* **TEXT PASSAGE**:
In 1940, Arenal joined Sequeiros and Antonio Pujol in the unsuccessful attempt to assassinate Leon Trotsky at Diego Rivera’s home in Coyoacán.  Trotsky had arrived in Mexico in 1937, much to the horror of the communists there who regarded him as a pro-fascist provocateur. (Rivera, on the other hand, was a supporter of Trotsky.)  Beyond causing major ruptures within the TGP, the failed assassination attempt forced Arenal to flee to the United States and then led to his traveling around South American from 1940 through 1943, after which he returned to Mexico City.

In 1944, Arenal accepted the position of Director of Sculpture at the Centro de Arte Realista Moderno, Mexico City.

In 1947, the TGP published a portfolio entitled Prints of the Mexican Revolution: 85 engravings from the artist of the TGP [Las Estampas de la Revolucion Mexicana, 85 Grabados de los Artistas del Taller de Grafica Popular, editado por la Estampa Mexicana], which contained works by Arenal, Ignacio Aguirre, Angel Bracho, Mariana Yampolsky, Alfredo Zalce, and other important TMP artists. In 1949 he founded a magazine called 1945-1946, acting as the head of writing and graphic design. He was a founding member of the Salón de la Plástica Mexicana. In 1955, he was one of the founders of the Instituto Regional de Bellas Artes in Acapulco. In 1977, he was named the director of the Siqueiros Workshop in Cuernavaca.

Arenal’s last major work was the Cabeza de Juárez monument (thirteen meters high and nearly three tons) in Iztapalapa, which he worked on from 1972 to 1976. It is now a museum.

Arenal was married to Macrina Rabadan, a feminist who became the first female member of parliament in Mexico.

Arenal’s art is found in important museums world-wide.  His importance in art history was recognized by his inclusion in the 1980 history American Prints and Printmakers by influential scholar Una E. Johnson.

* **SHORT PROBLEM 1**:
Answer these from the Arenal passage:
(a) What position did Arenal accept in 1944?
(b) How high is the Cabeza de Juárez monument?
(c) To whom was Arenal married?
* **SHORT PROBLEM 2**: Reproduce the Arenal passage verbatim from "Arenal’s art is" to "Una E. Johnson.".

* **GIVEN DATA**:
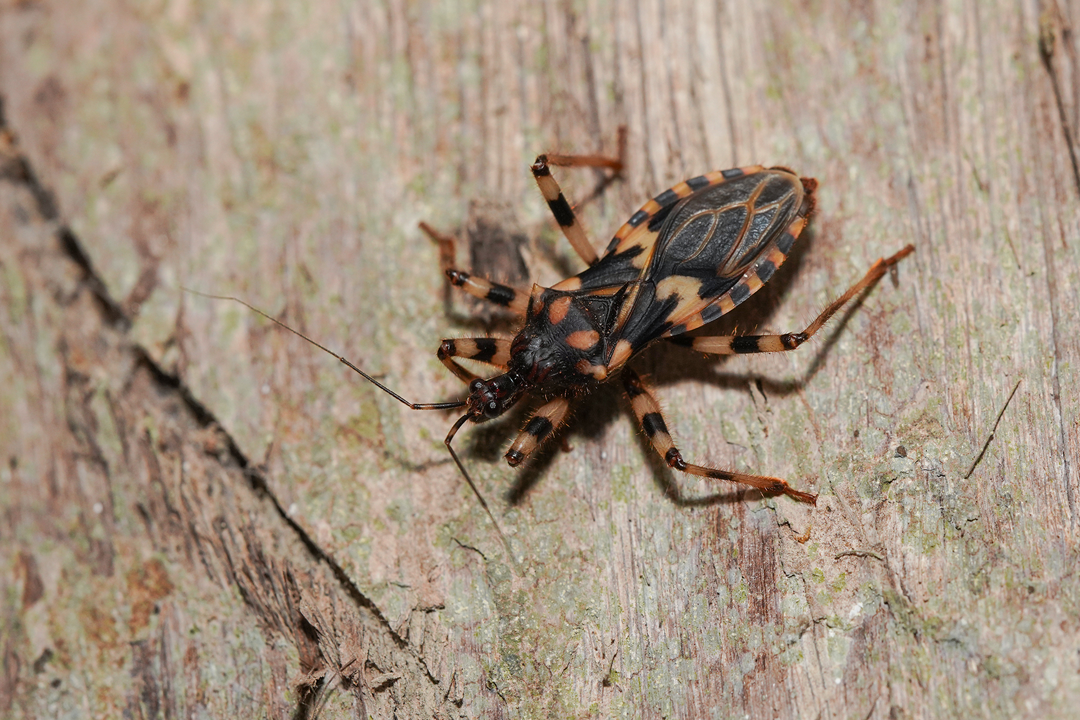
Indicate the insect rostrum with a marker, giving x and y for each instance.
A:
(690, 255)
(687, 257)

* **ANSWER 1**:
(a) Director of Sculpture at the Centro de Arte Realista Moderno, Mexico City.
(b) Thirteen meters.
(c) Macrina Rabadan.

* **ANSWER 2**:
Arenal’s art is found in important museums world-wide.  His importance in art history was recognized by his inclusion in the 1980 history American Prints and Printmakers by influential scholar Una E. Johnson.